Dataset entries
========
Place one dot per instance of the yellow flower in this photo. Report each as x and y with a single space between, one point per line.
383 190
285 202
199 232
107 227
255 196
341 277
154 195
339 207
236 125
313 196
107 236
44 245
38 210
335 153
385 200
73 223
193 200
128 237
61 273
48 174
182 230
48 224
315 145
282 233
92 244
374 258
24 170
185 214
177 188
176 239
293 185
========
YOUR OBJECTIVE: Write out every entry exactly as it appears.

RESULT BELOW:
Place one dot per instance of the yellow flower in this photo. Report each as x and y with a single space between, one point per line.
383 190
285 202
199 232
107 227
255 196
341 277
154 195
339 207
236 125
313 196
107 236
44 245
38 210
335 153
385 200
73 223
193 200
128 237
61 273
48 174
182 230
48 224
315 145
282 233
92 244
374 258
24 170
185 214
177 188
176 239
293 185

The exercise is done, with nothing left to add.